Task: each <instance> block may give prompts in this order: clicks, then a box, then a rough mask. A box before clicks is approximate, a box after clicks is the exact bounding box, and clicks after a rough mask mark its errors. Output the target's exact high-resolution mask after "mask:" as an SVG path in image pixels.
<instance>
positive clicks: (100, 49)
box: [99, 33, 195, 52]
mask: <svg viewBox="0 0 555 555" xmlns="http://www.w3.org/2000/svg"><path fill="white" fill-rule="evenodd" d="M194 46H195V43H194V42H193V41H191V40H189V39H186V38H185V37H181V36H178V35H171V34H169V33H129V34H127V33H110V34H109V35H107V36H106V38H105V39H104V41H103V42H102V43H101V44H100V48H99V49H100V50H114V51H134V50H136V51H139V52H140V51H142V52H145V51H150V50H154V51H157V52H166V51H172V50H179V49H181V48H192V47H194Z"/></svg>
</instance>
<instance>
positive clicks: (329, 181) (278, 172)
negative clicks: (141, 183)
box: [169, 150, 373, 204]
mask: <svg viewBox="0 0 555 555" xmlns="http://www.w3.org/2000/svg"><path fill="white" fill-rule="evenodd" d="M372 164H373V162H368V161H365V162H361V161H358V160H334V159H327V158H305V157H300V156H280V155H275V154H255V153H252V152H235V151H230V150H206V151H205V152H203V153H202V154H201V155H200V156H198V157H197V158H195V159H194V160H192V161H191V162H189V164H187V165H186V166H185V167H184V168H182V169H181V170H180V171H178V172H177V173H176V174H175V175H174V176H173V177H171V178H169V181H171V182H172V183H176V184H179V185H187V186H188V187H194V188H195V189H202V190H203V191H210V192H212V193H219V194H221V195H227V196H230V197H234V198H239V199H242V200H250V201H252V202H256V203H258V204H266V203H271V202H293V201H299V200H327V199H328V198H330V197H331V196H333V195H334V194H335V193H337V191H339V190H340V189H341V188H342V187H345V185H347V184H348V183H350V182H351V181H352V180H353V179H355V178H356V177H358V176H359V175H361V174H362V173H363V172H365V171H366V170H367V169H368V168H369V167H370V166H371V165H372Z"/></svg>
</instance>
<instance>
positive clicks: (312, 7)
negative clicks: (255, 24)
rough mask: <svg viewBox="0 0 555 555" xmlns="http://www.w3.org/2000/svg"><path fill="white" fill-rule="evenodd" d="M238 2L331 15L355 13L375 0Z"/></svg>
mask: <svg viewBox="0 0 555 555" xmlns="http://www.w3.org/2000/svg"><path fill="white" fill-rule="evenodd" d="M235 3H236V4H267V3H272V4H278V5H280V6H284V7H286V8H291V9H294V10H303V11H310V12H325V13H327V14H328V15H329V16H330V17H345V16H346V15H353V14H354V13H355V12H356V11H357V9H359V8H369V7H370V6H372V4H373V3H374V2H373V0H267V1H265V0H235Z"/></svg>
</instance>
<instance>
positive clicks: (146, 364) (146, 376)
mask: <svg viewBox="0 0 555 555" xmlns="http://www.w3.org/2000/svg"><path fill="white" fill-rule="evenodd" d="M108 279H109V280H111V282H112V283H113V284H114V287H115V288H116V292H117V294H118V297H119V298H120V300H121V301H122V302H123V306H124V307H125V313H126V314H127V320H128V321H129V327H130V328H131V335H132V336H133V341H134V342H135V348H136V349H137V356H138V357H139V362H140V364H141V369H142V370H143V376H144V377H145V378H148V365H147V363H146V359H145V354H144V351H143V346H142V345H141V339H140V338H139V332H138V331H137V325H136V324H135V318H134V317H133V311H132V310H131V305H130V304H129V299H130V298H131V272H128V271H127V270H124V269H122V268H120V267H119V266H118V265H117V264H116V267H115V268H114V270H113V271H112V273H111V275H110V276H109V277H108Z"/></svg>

**EXERCISE PROMPT**. Repeat each line above exactly as it stands.

**EXERCISE SOLUTION**.
Task: each <instance> block may give prompts in this order: clicks, then a box, then a rough mask. A box before clicks is approximate, a box after clicks is the exact bounding box, and clicks after a rough mask mark its errors. Output the target's exact high-resolution mask after "mask:" as an SVG path in image pixels.
<instance>
positive clicks: (100, 49)
box: [99, 33, 195, 52]
mask: <svg viewBox="0 0 555 555" xmlns="http://www.w3.org/2000/svg"><path fill="white" fill-rule="evenodd" d="M194 46H195V43H194V42H193V41H191V40H189V39H186V38H185V37H181V36H178V35H171V34H169V33H129V34H127V33H110V34H109V35H107V36H106V38H105V39H104V41H103V42H102V43H101V44H100V48H99V49H100V50H114V51H134V50H136V51H139V52H140V51H142V52H145V51H150V50H154V51H157V52H166V51H172V50H179V49H181V48H192V47H194Z"/></svg>
</instance>
<instance>
positive clicks: (329, 181) (278, 172)
negative clicks: (141, 183)
box: [169, 150, 373, 204]
mask: <svg viewBox="0 0 555 555" xmlns="http://www.w3.org/2000/svg"><path fill="white" fill-rule="evenodd" d="M372 164H373V162H368V161H365V162H361V161H358V160H334V159H327V158H305V157H300V156H280V155H275V154H255V153H252V152H235V151H230V150H206V151H205V152H203V153H202V154H201V155H200V156H198V157H197V158H195V159H194V160H192V161H191V162H189V164H187V165H186V166H185V167H184V168H182V169H181V170H180V171H178V172H177V173H176V174H175V175H174V176H173V177H171V178H169V181H171V182H172V183H176V184H179V185H187V186H188V187H194V188H195V189H202V190H203V191H210V192H212V193H219V194H221V195H227V196H230V197H234V198H239V199H242V200H250V201H252V202H256V203H258V204H266V203H271V202H293V201H299V200H327V199H328V198H330V197H331V196H333V195H334V194H335V193H337V191H339V190H340V189H341V188H342V187H345V185H347V184H348V183H350V182H351V181H352V180H353V179H355V178H356V177H358V176H359V175H361V174H362V173H363V172H365V171H366V170H367V169H368V168H369V167H370V166H371V165H372Z"/></svg>
</instance>
<instance>
positive clicks: (312, 7)
negative clicks: (255, 24)
rough mask: <svg viewBox="0 0 555 555" xmlns="http://www.w3.org/2000/svg"><path fill="white" fill-rule="evenodd" d="M238 2L331 15L355 13L375 0Z"/></svg>
mask: <svg viewBox="0 0 555 555" xmlns="http://www.w3.org/2000/svg"><path fill="white" fill-rule="evenodd" d="M235 3H236V4H267V3H272V4H278V5H280V6H284V7H286V8H291V9H294V10H303V11H310V12H325V13H327V14H328V15H329V16H330V17H345V16H346V15H353V14H354V13H355V12H356V11H357V9H359V8H369V7H370V6H372V4H373V3H374V2H373V0H267V1H265V0H235Z"/></svg>
</instance>
<instance>
positive clicks: (146, 364) (146, 376)
mask: <svg viewBox="0 0 555 555" xmlns="http://www.w3.org/2000/svg"><path fill="white" fill-rule="evenodd" d="M108 279H109V280H111V282H112V283H113V284H114V287H115V288H116V292H117V294H118V297H119V298H120V300H121V301H122V302H123V306H124V307H125V313H126V314H127V320H128V321H129V327H130V328H131V335H132V336H133V341H134V342H135V348H136V349H137V356H138V357H139V362H140V364H141V369H142V370H143V376H144V377H145V378H148V365H147V363H146V359H145V354H144V351H143V346H142V345H141V339H140V338H139V332H138V331H137V325H136V324H135V318H134V317H133V311H132V310H131V305H130V304H129V299H130V298H131V272H128V271H127V270H124V269H122V268H120V267H119V266H118V265H117V264H116V267H115V268H114V270H113V271H112V273H111V275H110V276H109V277H108Z"/></svg>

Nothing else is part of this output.